─── TEXTO PARA LEER

Juicio a una zorra, dirigida por Corina Fiorillo. Dramaturgia: Miguel Del Arco. Actúa: Paula Ransenberg. Diseño de maquillaje: Norbi González Moreno. Diseño de escenografía: Gonzalo Córdoba Estévez. Diseño de luces: Ricardo Sica. Diseño de vestuario: Gonzalo Córdoba Estévez. Fotografía: Francisco Castro Pizzo. Asistencia de iluminación: Diego Becker. Asistencia de dirección: María García De Oteyza. Asistente de escena: Matías Fernández. Realización: Tramoyistas. Prensa: Antonela Santecchia. Producción: Maxime Seugé, Jonathan Zak. Teatro Timbre 4, México 3554, CABA, Argentina. Función 15/11/18.
Se escuchan unos tacos hacia la izquierda, en la oscuridad. Pasos firmes y sólidos, de un sonido seco, se oyen en la oscuridad. Esperamos a Helena. Esperamos (espero –imagino todavía en la oscuridad-) ver una figura delicada, elegantemente esbelta, vestida con una túnica inmaculadamente blanca, con los rizos rubios cayendo suavemente por su frente, enmarcando un rostro de rasgos sutiles y expresión inocente. Imagino (me hago cargo) el estereotipo.
En cambio, esta Helena (porque es otra Helena, diferente de todas las demás) se me aparece bajo la luz que se enciende con un vestido rojo furioso, con transparencias a través de las cuales brotan las tetas a borbotones y el muslo superior se expande en un triángulo sugerente. “¿Qué esperabas?”, me digo. Es cierto… ¿qué esperaba? Una peluca violeta, brillante, se impone en su cabeza, sobre su cara, que nada tiene de celestial. Una mirada penetrante, irónica, desafiante nos interpela. Qué tiene esta Helena del estereotipo: nada (perdón por prejuzgar la oscuridad); y sin embrago…todo. Salvo que ésta, nuestra Helena, con una botella de alguna ambrosía etílica en la mano, que se va a ir acabando a medida que transcurre la obra, nos va a contar su propia mirada sobre ese modelo y nos va a pedir que escuchemos su apología, que seamos sus testigos y sus jueces.

──────

(PROBLEMA BREVE A):
Enumera todas las áreas de diseño que figuran en la ficha técnica del texto sobre Juicio a una zorra.

─── EXTRACTOS DEL LISTADO

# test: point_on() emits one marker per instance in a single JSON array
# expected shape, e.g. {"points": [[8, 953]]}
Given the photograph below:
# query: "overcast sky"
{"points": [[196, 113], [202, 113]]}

──────

(PROBLEMA BREVE B):
Cambia "overcast sky" por "cloudy sky" en el listado y reproduce todas sus líneas sin ninguna otra modificación.

(RESULTADO A):
Maquillaje, escenografía, luces y vestuario.

(RESULTADO B):
# test: point_on() emits one marker per instance in a single JSON array
# expected shape, e.g. {"points": [[8, 953]]}
Given the photograph below:
# query: "cloudy sky"
{"points": [[196, 113], [202, 113]]}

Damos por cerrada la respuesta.